• _TEXT PASSAGE_:
I read both pages but usually first post my FS stuff here. It's nice dealing within Canada and having EMT as an option. However, the potential market is SO much smaller here that TGP is basically necessary. 

I like this forum for what it is and don't want it to get huge. Communicating and dealing with a smaller tight-knit community is the major bonus here. There is no point in become TGP 2, Electric Bugaloo.

TG


----------



## GuitarsCanada (Dec 30, 2005)

traynor_garnet said:


> I read both pages but usually first post my FS stuff here. It's nice dealing within Canada and having EMT as an option. However, the potential market is SO much smaller here that TGP is basically necessary.
> 
> I like this forum for what it is and don't want it to get huge. Communicating and dealing with a smaller tight-knit community is the major bonus here. There is no point in become TGP 2, Electric Bugaloo.
> 
> TG


Only time will tell. Never know where this site will end up. We average about 5-10 new members a day so in time...


----------



## traynor_garnet (Feb 22, 2006)

BTW, TGP is back up (was tempted to write "IBU") 

Acronymically yours, 
TG


----------



## Robert1950 (Jan 21, 2006)

I think this is the third major crash they've had in less than four years.


----------



## passenger (Feb 10, 2006)

hope they were "upgrading"


----------



## Rick31797 (Apr 20, 2007)

*the gear page*

There back up and running again, for those who care. I think thats the web sight that wont let you list anything for-sale without a donation .
Rick


----------



## NB_Terry (Feb 2, 2006)

passenger said:


> hope they were "upgrading"


The site's been off and on all day today as well. 

Not working at the moment.


----------



## passenger (Feb 10, 2006)

NB_Terry said:


> The site's been off and on all day today as well.
> 
> Not working at the moment.


yea, probably they've got too many posts in the emporium section. kkjuw


----------



## Robert1950 (Jan 21, 2006)

passenger said:


> yea, probably they've got too many posts in the emporium section. kkjuw


It's the economy thingy.

TGP went down at 7:26 - I was on at the time. But it's back up again.


----------



## Milkman (Feb 2, 2006)

Personally I don't care for the Gear page. It is what it is. 

My impression, not that anyone asked for it, is that there is an abundance of elitest, gear snobs there. Dare to speak the truth that money does not equal good sound, and you'd better have flame retardent underwear on.

• _PROBLEM_: Translate this sentence from the forum thread into Spanish: "I like this forum for what it is and don't want it to get huge."

• _EXCERPTED RECORDS_:
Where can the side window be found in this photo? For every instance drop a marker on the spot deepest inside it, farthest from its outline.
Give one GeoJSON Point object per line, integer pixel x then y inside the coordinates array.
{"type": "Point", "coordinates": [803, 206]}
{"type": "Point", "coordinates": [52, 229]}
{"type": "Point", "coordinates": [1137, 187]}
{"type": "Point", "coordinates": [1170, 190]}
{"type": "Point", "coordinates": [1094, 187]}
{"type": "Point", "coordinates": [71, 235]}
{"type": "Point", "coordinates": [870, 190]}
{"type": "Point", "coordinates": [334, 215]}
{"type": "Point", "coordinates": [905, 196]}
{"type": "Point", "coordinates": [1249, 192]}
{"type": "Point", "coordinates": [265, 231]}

• _REPLY TO THE EXERCISE_: Me gusta este foro por lo que es y no quiero que se vuelva enorme.